Would you restate, exactly as they appear, the lines from the one containing "vent shown in this photo." through the end of the data below?

________________________

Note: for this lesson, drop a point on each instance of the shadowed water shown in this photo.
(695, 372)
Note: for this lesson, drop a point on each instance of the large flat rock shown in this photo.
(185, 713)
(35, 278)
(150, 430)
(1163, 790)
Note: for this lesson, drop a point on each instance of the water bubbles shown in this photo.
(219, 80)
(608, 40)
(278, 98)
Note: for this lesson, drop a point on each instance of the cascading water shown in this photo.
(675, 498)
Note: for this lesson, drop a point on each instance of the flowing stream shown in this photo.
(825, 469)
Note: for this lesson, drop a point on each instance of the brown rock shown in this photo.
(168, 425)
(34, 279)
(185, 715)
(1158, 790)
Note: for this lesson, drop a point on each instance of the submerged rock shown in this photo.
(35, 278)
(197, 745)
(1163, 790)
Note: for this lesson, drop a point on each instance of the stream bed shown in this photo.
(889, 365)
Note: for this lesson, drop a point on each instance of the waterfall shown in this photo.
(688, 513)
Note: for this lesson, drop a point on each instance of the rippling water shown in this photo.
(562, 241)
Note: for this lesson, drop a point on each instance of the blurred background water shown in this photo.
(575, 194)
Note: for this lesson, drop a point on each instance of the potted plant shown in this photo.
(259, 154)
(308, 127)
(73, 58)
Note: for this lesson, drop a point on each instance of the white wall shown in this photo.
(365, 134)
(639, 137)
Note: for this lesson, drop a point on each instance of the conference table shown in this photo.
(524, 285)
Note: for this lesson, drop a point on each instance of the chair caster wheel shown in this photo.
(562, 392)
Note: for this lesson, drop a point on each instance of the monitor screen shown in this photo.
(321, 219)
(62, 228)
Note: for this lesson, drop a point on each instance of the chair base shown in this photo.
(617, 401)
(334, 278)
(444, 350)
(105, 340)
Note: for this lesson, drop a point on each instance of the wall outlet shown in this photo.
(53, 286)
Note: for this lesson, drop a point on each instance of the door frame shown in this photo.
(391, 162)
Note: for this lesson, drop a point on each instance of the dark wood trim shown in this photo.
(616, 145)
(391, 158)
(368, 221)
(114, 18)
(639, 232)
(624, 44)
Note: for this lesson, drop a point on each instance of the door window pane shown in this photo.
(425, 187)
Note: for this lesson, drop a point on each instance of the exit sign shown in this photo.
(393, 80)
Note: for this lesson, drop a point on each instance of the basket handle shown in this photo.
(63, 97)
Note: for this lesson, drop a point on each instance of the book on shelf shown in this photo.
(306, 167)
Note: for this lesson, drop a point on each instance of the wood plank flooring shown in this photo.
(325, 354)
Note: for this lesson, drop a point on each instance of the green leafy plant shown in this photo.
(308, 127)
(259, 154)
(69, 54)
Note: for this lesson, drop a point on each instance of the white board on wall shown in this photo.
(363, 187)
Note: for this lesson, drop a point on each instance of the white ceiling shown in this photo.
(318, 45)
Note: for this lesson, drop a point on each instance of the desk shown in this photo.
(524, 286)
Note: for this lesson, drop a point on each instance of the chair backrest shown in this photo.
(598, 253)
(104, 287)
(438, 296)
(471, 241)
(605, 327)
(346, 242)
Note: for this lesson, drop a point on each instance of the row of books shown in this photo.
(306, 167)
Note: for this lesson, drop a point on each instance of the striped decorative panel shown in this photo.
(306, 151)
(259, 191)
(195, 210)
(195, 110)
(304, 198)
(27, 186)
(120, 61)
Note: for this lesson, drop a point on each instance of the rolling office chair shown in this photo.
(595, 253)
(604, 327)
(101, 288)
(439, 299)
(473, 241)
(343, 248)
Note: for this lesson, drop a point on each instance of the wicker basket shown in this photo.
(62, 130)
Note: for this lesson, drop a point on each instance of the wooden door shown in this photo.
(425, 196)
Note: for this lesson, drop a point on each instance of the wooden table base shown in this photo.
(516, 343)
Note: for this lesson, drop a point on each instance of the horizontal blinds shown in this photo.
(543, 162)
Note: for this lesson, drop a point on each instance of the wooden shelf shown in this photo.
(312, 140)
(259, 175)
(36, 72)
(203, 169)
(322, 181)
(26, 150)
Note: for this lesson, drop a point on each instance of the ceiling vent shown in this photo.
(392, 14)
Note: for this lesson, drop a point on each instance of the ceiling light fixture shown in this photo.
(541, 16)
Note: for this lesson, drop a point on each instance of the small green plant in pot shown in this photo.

________________________

EXPECTED ANSWER:
Note: for this lesson, drop a point on each instance of the ceiling vent shown in this photo.
(392, 14)
Note: for this lesson, drop a point on each instance of the ceiling light fixture shown in this photo.
(541, 16)
Note: for this lesson, drop a point on each instance of the small green plant in pot shown in this photo.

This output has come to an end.